::: EXTRACTED MATERIAL
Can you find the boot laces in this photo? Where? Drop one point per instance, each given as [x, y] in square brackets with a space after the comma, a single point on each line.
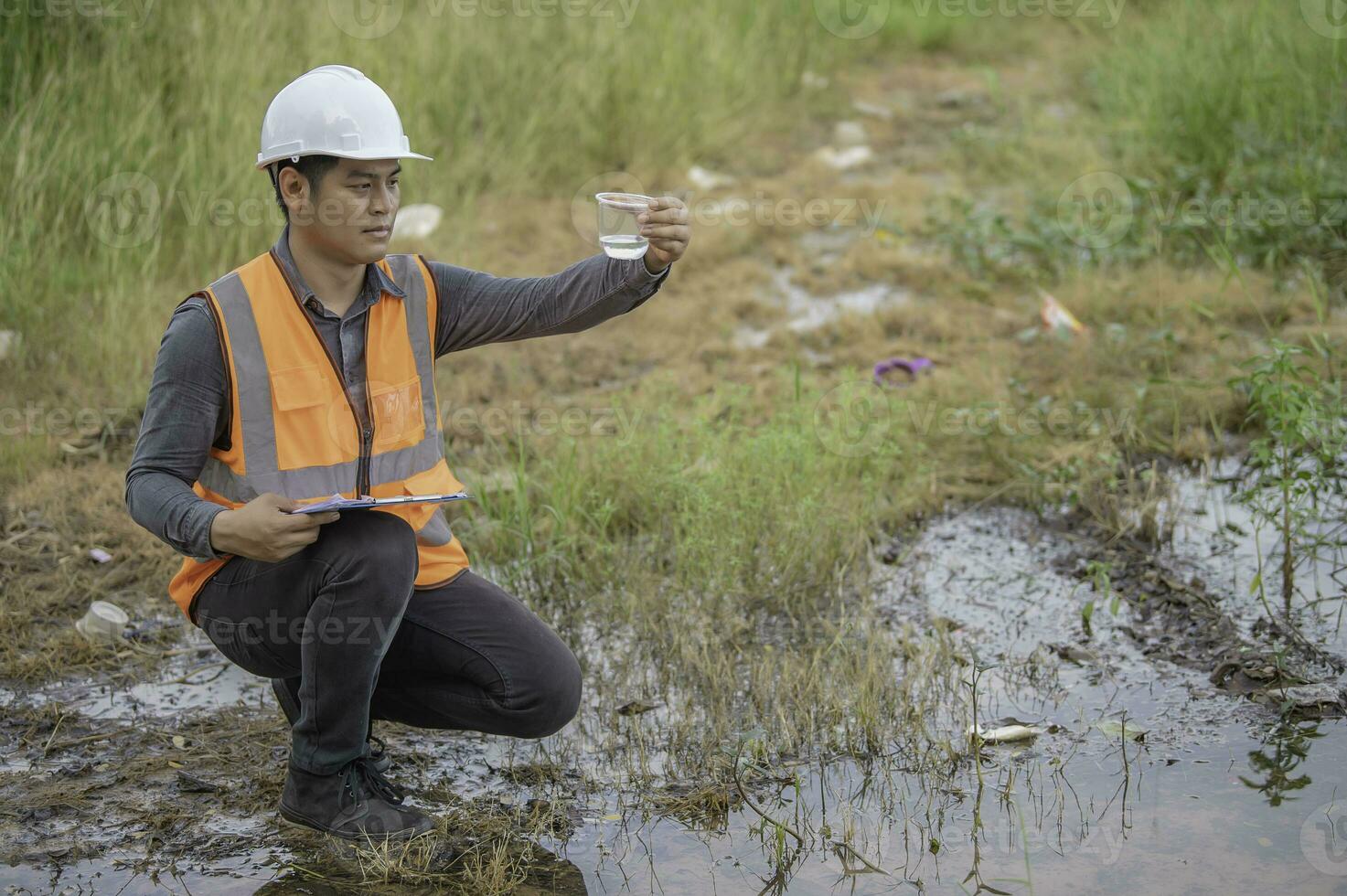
[362, 779]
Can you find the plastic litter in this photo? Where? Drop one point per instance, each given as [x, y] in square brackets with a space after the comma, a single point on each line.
[418, 221]
[814, 81]
[1007, 733]
[873, 110]
[708, 179]
[849, 133]
[911, 367]
[845, 159]
[1056, 318]
[102, 622]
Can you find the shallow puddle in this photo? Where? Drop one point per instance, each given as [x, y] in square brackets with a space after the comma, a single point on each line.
[1216, 795]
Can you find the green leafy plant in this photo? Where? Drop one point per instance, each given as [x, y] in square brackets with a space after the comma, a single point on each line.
[1295, 465]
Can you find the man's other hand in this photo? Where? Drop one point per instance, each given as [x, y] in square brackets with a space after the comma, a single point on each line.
[264, 529]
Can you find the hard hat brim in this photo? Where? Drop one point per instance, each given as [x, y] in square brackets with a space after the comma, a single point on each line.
[364, 154]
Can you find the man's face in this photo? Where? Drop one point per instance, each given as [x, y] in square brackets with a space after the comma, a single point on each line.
[352, 213]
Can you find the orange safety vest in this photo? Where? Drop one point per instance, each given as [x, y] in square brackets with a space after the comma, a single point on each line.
[293, 423]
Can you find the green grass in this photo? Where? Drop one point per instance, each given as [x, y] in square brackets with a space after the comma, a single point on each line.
[1210, 100]
[173, 104]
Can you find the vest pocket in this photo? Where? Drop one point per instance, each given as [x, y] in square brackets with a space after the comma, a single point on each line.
[314, 426]
[399, 418]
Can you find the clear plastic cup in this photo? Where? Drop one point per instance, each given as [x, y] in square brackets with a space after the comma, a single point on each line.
[618, 232]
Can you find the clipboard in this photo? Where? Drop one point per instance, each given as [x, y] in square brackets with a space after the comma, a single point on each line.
[338, 503]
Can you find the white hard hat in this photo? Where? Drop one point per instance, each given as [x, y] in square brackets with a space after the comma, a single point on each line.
[337, 111]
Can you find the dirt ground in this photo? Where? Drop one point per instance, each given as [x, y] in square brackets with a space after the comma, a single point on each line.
[1167, 757]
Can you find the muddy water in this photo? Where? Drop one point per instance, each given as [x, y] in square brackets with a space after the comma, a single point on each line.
[1216, 796]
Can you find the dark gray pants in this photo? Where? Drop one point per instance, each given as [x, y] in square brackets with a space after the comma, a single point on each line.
[341, 620]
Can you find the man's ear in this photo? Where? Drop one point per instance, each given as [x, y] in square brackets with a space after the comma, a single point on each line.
[294, 189]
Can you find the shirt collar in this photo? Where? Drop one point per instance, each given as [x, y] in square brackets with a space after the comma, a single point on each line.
[376, 281]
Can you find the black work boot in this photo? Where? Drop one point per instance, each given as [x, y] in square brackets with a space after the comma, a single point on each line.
[290, 706]
[355, 804]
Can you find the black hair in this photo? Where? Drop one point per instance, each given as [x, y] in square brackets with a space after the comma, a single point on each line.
[311, 166]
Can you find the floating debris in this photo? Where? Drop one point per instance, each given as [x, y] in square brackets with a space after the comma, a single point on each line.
[1008, 731]
[1113, 728]
[1319, 697]
[636, 708]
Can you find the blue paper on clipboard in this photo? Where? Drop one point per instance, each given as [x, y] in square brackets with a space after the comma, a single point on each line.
[338, 503]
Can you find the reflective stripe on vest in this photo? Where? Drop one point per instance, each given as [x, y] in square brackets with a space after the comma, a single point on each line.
[293, 430]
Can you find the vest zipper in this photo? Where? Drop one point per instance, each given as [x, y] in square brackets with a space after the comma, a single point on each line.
[367, 434]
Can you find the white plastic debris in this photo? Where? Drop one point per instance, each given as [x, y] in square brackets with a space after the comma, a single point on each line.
[873, 110]
[849, 133]
[1310, 696]
[708, 179]
[8, 343]
[1007, 733]
[845, 159]
[102, 622]
[418, 221]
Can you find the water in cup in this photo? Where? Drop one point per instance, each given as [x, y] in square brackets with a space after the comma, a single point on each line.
[618, 232]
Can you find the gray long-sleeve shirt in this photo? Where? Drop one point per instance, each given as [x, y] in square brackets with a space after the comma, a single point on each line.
[187, 410]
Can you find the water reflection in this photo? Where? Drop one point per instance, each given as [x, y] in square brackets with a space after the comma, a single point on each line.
[1285, 748]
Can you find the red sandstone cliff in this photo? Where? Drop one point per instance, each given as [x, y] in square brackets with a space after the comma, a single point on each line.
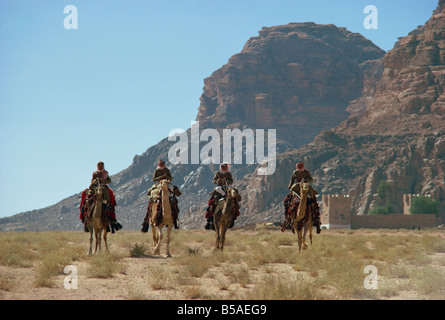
::::::
= WHAT YOU NEED TO DO =
Can you arrange the lines of the material from the line with "Can you find the shallow" to the line with "[1295, 465]", both included, as a Markdown table with the columns Row and Line, leaving out any blank lines?

= RESULT BELOW =
| Row | Line |
|---|---|
| 1 | Can you find the shallow puddle in this photo? Where? Drop one point per instance, each given as [x, y] in square brackets with a space after the comma, a single point on each line. |
| 2 | [1216, 795] |
| 3 | Can you find the green leafy plant in this photo? Where? Drop one point per instance, each given as [x, y] in square brackets with a space after the comma, a single point on each line. |
| 4 | [1295, 465] |